- Exercise details: Copy the song to Gwinny word for word, the stretch from "Let’s dig some" through "love with you.".

- Page extract:

You’ll have to just imagine my vocalization of this, with coyote chorus backup. I title this Hey, hey Gwinny.
Hey, hey Gwinny Dear, How I wish you were here
I can remember the barn corner we both peed on, like it was just last week.
Because it was just last week.
Hey, hey Gwinny Dear, maybe we could go and have a beer,
then find some sheep and try to herd ‘em, or chase a cow that’s not absurb, um…
Baroooo, baroooo, baroooo!
Let’s dig some holes and find some voles
Let’s romp and run until we’re done
Let’s corgi on and party too, until the sun is done and through
Let’s sing with coyote all through the night,
until the sun is up and bright.
I’ll share my couch and my bed too,
Because, my Gwinny, I’m in love with you.
Baroooo, baroooo, baroooo!
Hey, Hey Gwinny Dear, things you should know about me, they’re here:
I’m from the burbs, I have a pony, I’m real you see, there’s nothing phony.

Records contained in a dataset

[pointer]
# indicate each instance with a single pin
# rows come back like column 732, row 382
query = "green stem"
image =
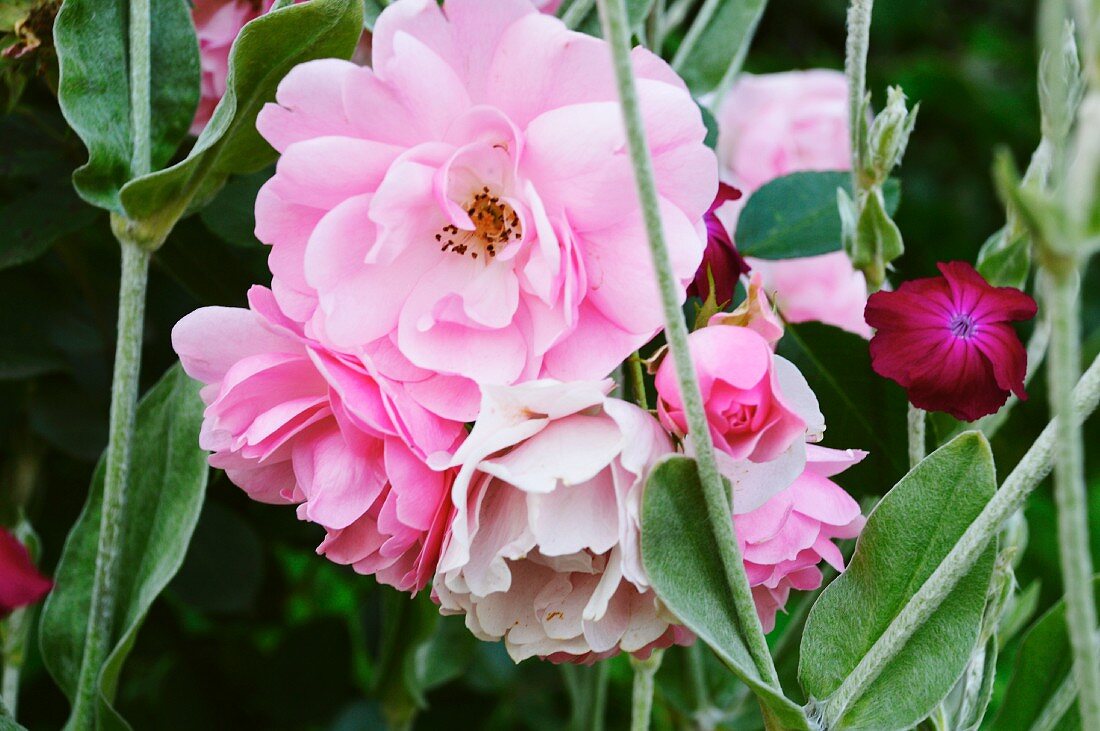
column 916, row 435
column 641, row 706
column 614, row 20
column 855, row 68
column 1069, row 488
column 1033, row 467
column 123, row 407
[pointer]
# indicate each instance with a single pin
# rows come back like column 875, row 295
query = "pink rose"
column 543, row 551
column 295, row 423
column 785, row 539
column 776, row 124
column 470, row 201
column 217, row 24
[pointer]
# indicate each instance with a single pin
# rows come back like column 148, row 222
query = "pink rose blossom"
column 948, row 341
column 21, row 584
column 470, row 205
column 217, row 24
column 543, row 550
column 295, row 423
column 776, row 124
column 785, row 539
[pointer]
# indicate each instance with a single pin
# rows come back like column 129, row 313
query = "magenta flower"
column 721, row 258
column 948, row 342
column 20, row 582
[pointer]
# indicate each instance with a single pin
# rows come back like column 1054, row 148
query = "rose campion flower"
column 217, row 24
column 759, row 408
column 722, row 264
column 948, row 343
column 470, row 202
column 774, row 124
column 785, row 539
column 545, row 551
column 292, row 422
column 20, row 582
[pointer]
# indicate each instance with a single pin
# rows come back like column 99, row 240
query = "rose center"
column 495, row 225
column 963, row 325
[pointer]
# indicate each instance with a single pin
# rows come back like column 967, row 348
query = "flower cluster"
column 455, row 237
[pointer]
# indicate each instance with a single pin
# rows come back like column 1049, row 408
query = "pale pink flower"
column 295, row 423
column 470, row 202
column 785, row 539
column 758, row 406
column 543, row 550
column 217, row 24
column 776, row 124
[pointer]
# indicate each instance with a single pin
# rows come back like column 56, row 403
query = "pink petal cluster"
column 545, row 550
column 776, row 124
column 785, row 539
column 20, row 582
column 948, row 341
column 473, row 187
column 217, row 24
column 293, row 422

- Answer to the exercise:
Let’s dig some holes and find some voles
Let’s romp and run until we’re done
Let’s corgi on and party too, until the sun is done and through
Let’s sing with coyote all through the night,
until the sun is up and bright.
I’ll share my couch and my bed too,
Because, my Gwinny, I’m in love with you.